[Photo-based referring expression data]

--- --- ---

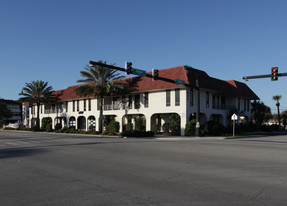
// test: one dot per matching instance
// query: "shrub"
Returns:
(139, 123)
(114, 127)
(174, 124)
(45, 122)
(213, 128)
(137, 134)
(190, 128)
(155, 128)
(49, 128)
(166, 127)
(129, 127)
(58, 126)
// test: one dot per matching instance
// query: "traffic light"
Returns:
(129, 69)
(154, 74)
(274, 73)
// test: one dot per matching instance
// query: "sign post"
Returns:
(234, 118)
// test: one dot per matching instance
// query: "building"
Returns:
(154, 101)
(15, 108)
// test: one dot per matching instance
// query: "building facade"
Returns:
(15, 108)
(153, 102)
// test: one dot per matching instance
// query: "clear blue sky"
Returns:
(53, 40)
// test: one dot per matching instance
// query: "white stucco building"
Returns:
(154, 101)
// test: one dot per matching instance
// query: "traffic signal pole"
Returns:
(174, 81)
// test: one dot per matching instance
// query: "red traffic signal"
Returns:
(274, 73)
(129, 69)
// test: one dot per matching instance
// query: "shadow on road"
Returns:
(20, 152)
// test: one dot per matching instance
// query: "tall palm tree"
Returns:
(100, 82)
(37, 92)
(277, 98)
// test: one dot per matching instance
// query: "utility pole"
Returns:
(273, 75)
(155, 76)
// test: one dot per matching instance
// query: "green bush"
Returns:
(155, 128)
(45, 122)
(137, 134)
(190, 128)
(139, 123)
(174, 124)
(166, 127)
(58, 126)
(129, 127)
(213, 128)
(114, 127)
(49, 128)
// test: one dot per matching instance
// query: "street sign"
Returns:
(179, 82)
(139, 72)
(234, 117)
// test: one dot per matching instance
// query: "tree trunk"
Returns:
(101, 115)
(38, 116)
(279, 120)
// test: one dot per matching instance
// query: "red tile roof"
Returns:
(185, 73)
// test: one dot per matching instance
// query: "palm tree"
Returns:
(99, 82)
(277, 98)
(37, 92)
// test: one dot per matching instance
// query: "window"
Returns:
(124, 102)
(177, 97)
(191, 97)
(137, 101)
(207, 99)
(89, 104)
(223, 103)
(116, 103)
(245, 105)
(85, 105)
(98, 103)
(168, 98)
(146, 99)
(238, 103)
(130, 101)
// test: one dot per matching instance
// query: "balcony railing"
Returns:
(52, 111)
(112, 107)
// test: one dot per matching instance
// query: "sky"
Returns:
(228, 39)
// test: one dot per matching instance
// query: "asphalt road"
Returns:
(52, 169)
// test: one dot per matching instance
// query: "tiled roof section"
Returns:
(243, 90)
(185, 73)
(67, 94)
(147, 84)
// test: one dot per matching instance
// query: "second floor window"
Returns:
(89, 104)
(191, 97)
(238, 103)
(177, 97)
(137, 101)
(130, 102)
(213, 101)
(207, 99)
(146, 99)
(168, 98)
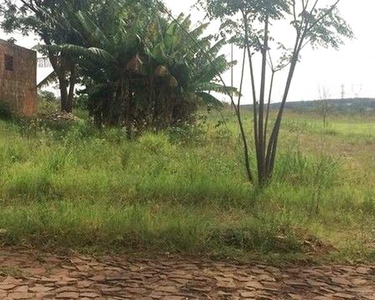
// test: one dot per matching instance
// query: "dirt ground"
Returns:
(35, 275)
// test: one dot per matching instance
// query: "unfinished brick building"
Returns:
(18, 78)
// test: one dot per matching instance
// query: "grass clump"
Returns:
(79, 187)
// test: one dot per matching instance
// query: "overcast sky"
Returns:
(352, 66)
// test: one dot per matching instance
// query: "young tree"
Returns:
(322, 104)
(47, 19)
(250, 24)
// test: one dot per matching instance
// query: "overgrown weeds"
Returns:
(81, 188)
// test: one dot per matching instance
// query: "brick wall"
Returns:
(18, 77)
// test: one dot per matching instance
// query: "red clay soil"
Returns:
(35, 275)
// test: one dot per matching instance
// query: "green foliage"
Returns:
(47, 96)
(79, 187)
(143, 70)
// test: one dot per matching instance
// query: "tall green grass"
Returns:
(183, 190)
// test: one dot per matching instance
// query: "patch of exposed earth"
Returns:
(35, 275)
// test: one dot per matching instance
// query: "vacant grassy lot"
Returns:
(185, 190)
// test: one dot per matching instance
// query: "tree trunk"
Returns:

--- --- ---

» **Work instruction**:
Copy the lines from the entries above in which the word "green" appears.

» **Written answer**:
// query: "green bush"
// query: "green foliage"
// query: "tall green grass"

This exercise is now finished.